- **PROBLEM DESCRIPTION**: Duplicate the listing below line for line, with no change to any wording, number, or order.

Object detection data:
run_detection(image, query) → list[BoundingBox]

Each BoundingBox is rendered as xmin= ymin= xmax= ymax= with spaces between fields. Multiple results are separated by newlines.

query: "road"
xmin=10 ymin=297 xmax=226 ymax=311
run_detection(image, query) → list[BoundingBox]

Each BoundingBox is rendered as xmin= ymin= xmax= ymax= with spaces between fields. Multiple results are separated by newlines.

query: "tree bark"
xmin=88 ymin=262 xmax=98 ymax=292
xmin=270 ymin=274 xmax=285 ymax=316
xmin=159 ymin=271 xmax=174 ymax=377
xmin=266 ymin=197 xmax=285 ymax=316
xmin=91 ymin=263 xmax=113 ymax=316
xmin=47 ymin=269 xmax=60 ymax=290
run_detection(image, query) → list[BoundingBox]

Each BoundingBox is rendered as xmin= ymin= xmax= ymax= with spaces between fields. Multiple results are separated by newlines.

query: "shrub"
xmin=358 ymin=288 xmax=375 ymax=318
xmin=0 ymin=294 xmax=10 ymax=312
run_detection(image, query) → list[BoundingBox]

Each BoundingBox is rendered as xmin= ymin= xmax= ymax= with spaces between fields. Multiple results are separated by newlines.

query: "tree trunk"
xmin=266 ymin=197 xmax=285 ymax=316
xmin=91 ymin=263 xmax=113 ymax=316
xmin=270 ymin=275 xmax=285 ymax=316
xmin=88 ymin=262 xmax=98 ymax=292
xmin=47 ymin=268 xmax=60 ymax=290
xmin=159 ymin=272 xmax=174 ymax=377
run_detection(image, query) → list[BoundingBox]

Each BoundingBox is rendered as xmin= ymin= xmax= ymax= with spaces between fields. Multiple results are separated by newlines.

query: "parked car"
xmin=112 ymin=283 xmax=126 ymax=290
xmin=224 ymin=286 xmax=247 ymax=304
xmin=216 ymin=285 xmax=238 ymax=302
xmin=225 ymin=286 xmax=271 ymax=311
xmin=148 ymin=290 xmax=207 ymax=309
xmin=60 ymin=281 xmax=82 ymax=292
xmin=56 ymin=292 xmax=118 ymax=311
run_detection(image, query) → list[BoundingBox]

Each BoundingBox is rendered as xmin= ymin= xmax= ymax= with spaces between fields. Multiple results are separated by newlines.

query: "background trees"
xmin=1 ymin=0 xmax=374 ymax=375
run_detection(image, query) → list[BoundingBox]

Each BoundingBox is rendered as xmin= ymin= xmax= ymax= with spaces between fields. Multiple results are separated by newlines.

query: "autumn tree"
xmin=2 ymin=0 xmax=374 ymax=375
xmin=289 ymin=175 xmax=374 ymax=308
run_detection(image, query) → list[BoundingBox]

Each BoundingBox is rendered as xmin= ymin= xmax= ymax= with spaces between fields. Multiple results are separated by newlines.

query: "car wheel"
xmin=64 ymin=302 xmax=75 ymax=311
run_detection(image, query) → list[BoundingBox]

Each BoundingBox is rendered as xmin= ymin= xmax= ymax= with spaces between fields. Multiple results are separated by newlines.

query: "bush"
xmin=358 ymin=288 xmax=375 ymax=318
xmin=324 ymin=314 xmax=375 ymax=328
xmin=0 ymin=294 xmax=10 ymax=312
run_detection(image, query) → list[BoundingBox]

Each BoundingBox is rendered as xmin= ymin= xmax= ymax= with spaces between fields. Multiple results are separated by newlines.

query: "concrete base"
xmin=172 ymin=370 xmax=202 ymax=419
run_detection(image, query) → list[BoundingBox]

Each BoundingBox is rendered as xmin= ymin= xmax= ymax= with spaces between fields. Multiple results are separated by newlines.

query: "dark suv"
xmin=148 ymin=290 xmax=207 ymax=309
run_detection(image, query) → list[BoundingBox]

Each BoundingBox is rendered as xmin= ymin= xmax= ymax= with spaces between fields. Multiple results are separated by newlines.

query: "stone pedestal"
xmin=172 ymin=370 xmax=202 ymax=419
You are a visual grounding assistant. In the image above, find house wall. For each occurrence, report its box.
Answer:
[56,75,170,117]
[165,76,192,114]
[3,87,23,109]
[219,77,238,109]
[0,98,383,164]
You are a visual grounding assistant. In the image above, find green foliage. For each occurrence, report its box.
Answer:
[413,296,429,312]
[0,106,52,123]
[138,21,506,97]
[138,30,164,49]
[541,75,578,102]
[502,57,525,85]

- **COMPLETED EXERCISE**:
run_detection(image, query) → list[BoundingBox]

Each BoundingBox is rendered as xmin= ymin= xmax= ymax= with spaces between fields. Multiple results are separated by newlines.

query: "road"
xmin=10 ymin=297 xmax=226 ymax=311
run_detection(image, query) → list[BoundingBox]

Each BoundingBox is rendered as xmin= ymin= xmax= ymax= with spaces between fields. Multiple results are separated by newlines.

query: "tree bark"
xmin=88 ymin=262 xmax=98 ymax=292
xmin=270 ymin=274 xmax=285 ymax=316
xmin=159 ymin=271 xmax=174 ymax=377
xmin=266 ymin=197 xmax=285 ymax=316
xmin=91 ymin=263 xmax=113 ymax=316
xmin=47 ymin=269 xmax=60 ymax=290
run_detection(image, query) → list[BoundingBox]

Each BoundingBox is rendered as xmin= ymin= xmax= ymax= with spaces between fields. Multiple results are separated by newlines.

query: "shrub"
xmin=358 ymin=288 xmax=375 ymax=318
xmin=0 ymin=294 xmax=10 ymax=312
run_detection(image, query) → list[BoundingBox]

Each BoundingBox is rendered as xmin= ymin= xmax= ymax= with spaces between fields. Multiple results are separated by newlines.

query: "tree trunk"
xmin=266 ymin=197 xmax=285 ymax=316
xmin=91 ymin=263 xmax=113 ymax=316
xmin=270 ymin=275 xmax=285 ymax=316
xmin=88 ymin=262 xmax=98 ymax=292
xmin=47 ymin=268 xmax=60 ymax=290
xmin=159 ymin=272 xmax=174 ymax=377
run_detection(image, query) → list[BoundingBox]

Each BoundingBox is rendered as xmin= ymin= xmax= ymax= with spaces between fields. Multiple results are separated by newlines.

query: "parked car"
xmin=112 ymin=283 xmax=126 ymax=290
xmin=224 ymin=286 xmax=247 ymax=304
xmin=216 ymin=285 xmax=238 ymax=302
xmin=225 ymin=286 xmax=271 ymax=311
xmin=148 ymin=290 xmax=207 ymax=309
xmin=60 ymin=281 xmax=82 ymax=292
xmin=56 ymin=292 xmax=118 ymax=311
run_detection(image, query) → list[BoundingBox]

Each BoundingBox is rendered as xmin= ymin= xmax= ymax= with spaces between fields. Multiple results are separated by newlines.

query: "background trees"
xmin=1 ymin=0 xmax=374 ymax=375
run_detection(image, query) → list[BoundingBox]

Each BoundingBox is rendered as xmin= ymin= xmax= ymax= with spaces between fields. Multiple results are separated by newlines.

query: "autumn tree"
xmin=2 ymin=0 xmax=374 ymax=375
xmin=289 ymin=175 xmax=374 ymax=308
run_detection(image, query) → list[BoundingBox]

Each BoundingBox is rendered as xmin= ymin= xmax= ymax= with spaces between fields. Multiple results are separated by newlines.

query: "car wheel"
xmin=64 ymin=302 xmax=75 ymax=311
run_detection(image, query) → list[BoundingBox]

Each BoundingBox is rendered as xmin= ymin= xmax= ymax= with spaces between fields. Multiple results are separated by newlines.

query: "bush"
xmin=358 ymin=288 xmax=375 ymax=318
xmin=324 ymin=314 xmax=375 ymax=328
xmin=0 ymin=294 xmax=10 ymax=312
run_detection(image, query) → list[BoundingBox]

Each BoundingBox is rendered as xmin= ymin= xmax= ymax= with spaces between fields. Multiple results are separated by newlines.

query: "concrete base"
xmin=172 ymin=370 xmax=202 ymax=419
run_detection(image, query) → list[BoundingBox]

Each BoundingBox is rendered as xmin= ymin= xmax= ymax= with spaces between fields. Multiple results are separated by newlines.

query: "dark suv"
xmin=148 ymin=290 xmax=207 ymax=309
run_detection(image, query) → list[BoundingBox]

Each BoundingBox is rendered as xmin= ymin= xmax= ymax= with spaces between fields. Multiple results are separated by newlines.

query: "stone pedestal"
xmin=172 ymin=370 xmax=202 ymax=419
You are a visual grounding assistant. In the image above, find house wall. For each occurrence, report its box.
Answer:
[56,75,170,117]
[165,76,192,114]
[3,87,23,109]
[219,77,238,109]
[0,98,383,164]
You are a visual grounding assistant. In the image above, find green foliage. For each occurrence, report its box.
Answer:
[413,296,429,312]
[0,106,52,123]
[138,21,506,97]
[138,30,164,49]
[541,75,578,102]
[502,57,525,85]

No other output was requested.